## Page excerpt
=======
Who would have thought I'd manage to find too many things to request for Yuletide? Generally I worry if can find enough. But this year it was almost impossible to bring it down from a final seven to the permitted six. So, very sadly, my perennial Chinese Mythology request fell by the wayside, on the grounds people wrote it for me last year. It seems unlikely anyone else will be requesting it, since I was the only one who nominated it, but who knows? Anyway, I post my poor abandoned prompt here, so that I'll have it to hand for next year, nicely formatted, and so that if anyone was wondering who the hell Ch'ing-nü was anyway, they can look at the handy links I've included.

Chinese Mythology - Any (Ch'ing-nü | Qing Nü, Māzǔ)

For Matsu, I'd love something with the seductive power of the sea and the grey savagery of its storms, the loneliness and desperate hope of those who wait on shore and the fitful presence of the divine that lets her save her brothers (or, if you prefer, that leads to her death and apotheosis). For Ch'ing-nü, something about the beauty of frost, delicate and fragile yet deadly, ushering in the killing cold of winter even as it provides a longed for respite from summer’s heat.


With Matsu, I'm struck by the intervention of the supernatural in daily life, the moment when one person on shore had, through longing, prayer, meditation, desperation or just luck, the power to save others. How might it feel to step outside nature like that, and what might the potential cost be? Then, as I said in my prompt, there's the imagery of sea and storm.


For a goddess of frost and snow, the colour association for Ch'ing-nü seems quite unclear. Is she the Dark Maid, the Blue Lady, the Green Girl or the Grey Woman? A case could be made for any of them. Frost and snow are ambiguous imagery: symbols of purity and beauty, but also of death and suffering. Mentioned in conjunction with Autumn, Ch'ing-nü shares the ambivalence of the season - the excessive heat of summer is over, and the nip of frost in the air encourages an autumnal bounty of fruit and nuts, but heralds also the hardships and scarcity of winter. Or, of course, there’s this poem of Li Shang-yin's:
First calls of the migrant geese, no more cicadas.
South of this hundred-foot tower the water runs straight to the sky.
=======
## Dataset extract
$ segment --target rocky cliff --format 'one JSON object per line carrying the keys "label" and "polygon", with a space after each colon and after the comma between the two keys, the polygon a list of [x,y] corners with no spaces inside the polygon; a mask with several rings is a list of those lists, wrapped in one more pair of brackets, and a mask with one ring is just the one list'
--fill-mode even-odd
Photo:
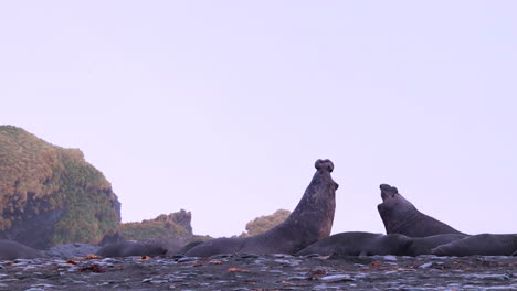
{"label": "rocky cliff", "polygon": [[78,149],[0,126],[0,238],[34,248],[116,236],[120,203]]}
{"label": "rocky cliff", "polygon": [[161,214],[154,219],[146,219],[141,223],[122,224],[122,231],[125,239],[192,237],[191,219],[190,212],[181,209],[169,215]]}

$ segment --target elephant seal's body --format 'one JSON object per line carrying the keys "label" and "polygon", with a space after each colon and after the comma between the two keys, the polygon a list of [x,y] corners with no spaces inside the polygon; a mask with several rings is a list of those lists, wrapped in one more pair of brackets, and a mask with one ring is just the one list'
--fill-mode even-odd
{"label": "elephant seal's body", "polygon": [[34,259],[45,258],[46,255],[38,249],[22,245],[15,240],[0,239],[0,259]]}
{"label": "elephant seal's body", "polygon": [[412,238],[413,242],[405,251],[405,256],[416,257],[420,255],[431,255],[431,250],[433,248],[449,244],[451,241],[463,239],[465,237],[467,236],[460,234],[443,234],[429,237],[414,237]]}
{"label": "elephant seal's body", "polygon": [[432,250],[436,256],[515,256],[517,254],[517,234],[469,236]]}
{"label": "elephant seal's body", "polygon": [[403,235],[382,235],[362,231],[340,233],[297,252],[298,256],[318,254],[323,256],[403,256],[413,240]]}
{"label": "elephant seal's body", "polygon": [[145,241],[120,241],[107,245],[99,249],[96,255],[103,257],[129,257],[129,256],[160,256],[167,249],[157,244]]}
{"label": "elephant seal's body", "polygon": [[318,254],[323,256],[420,256],[430,255],[431,249],[450,241],[464,238],[464,235],[435,235],[412,238],[404,235],[371,234],[362,231],[341,233],[323,238],[296,255]]}
{"label": "elephant seal's body", "polygon": [[295,254],[320,238],[328,237],[336,209],[336,188],[329,160],[318,160],[317,171],[295,211],[272,229],[245,238],[218,238],[189,249],[186,255],[209,257],[217,254]]}
{"label": "elephant seal's body", "polygon": [[401,234],[409,237],[428,237],[441,234],[463,233],[428,216],[407,201],[397,187],[380,185],[382,203],[377,206],[384,223],[387,234]]}

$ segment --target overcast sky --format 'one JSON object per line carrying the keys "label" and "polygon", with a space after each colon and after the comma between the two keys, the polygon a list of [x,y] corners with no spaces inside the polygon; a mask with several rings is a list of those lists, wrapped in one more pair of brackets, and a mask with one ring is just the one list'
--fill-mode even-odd
{"label": "overcast sky", "polygon": [[231,236],[335,163],[333,233],[379,184],[517,233],[516,1],[1,1],[0,123],[81,149],[123,222]]}

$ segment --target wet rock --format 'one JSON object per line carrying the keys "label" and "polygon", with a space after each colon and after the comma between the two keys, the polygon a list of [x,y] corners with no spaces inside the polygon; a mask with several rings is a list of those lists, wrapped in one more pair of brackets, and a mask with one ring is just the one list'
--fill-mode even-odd
{"label": "wet rock", "polygon": [[354,281],[354,279],[349,274],[333,274],[333,276],[325,276],[319,278],[319,280],[327,282],[327,283],[337,283],[337,282],[349,282]]}

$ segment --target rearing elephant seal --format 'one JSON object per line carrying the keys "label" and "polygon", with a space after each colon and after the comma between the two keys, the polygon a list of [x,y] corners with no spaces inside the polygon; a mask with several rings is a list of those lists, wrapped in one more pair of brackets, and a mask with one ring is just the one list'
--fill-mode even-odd
{"label": "rearing elephant seal", "polygon": [[294,212],[272,229],[245,238],[218,238],[186,252],[187,256],[209,257],[217,254],[294,254],[320,238],[328,237],[336,209],[336,190],[329,160],[317,160],[317,171]]}
{"label": "rearing elephant seal", "polygon": [[463,233],[416,209],[395,187],[380,185],[382,203],[377,206],[387,234],[409,237],[426,237],[441,234]]}

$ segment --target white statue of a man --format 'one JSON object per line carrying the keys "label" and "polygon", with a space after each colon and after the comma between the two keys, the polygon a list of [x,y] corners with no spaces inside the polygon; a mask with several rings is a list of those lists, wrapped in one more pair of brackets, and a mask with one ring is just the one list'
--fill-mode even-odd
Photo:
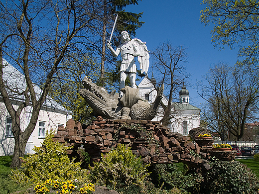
=======
## What the exercise asks
According to the Yuletide post, why did the writer drop the Chinese Mythology request? The listing comes from a different source than the text.

## Right answer
The writer had to cut the requests from seven to the permitted six. The Chinese Mythology request was the one dropped because people had written it for the writer the previous year.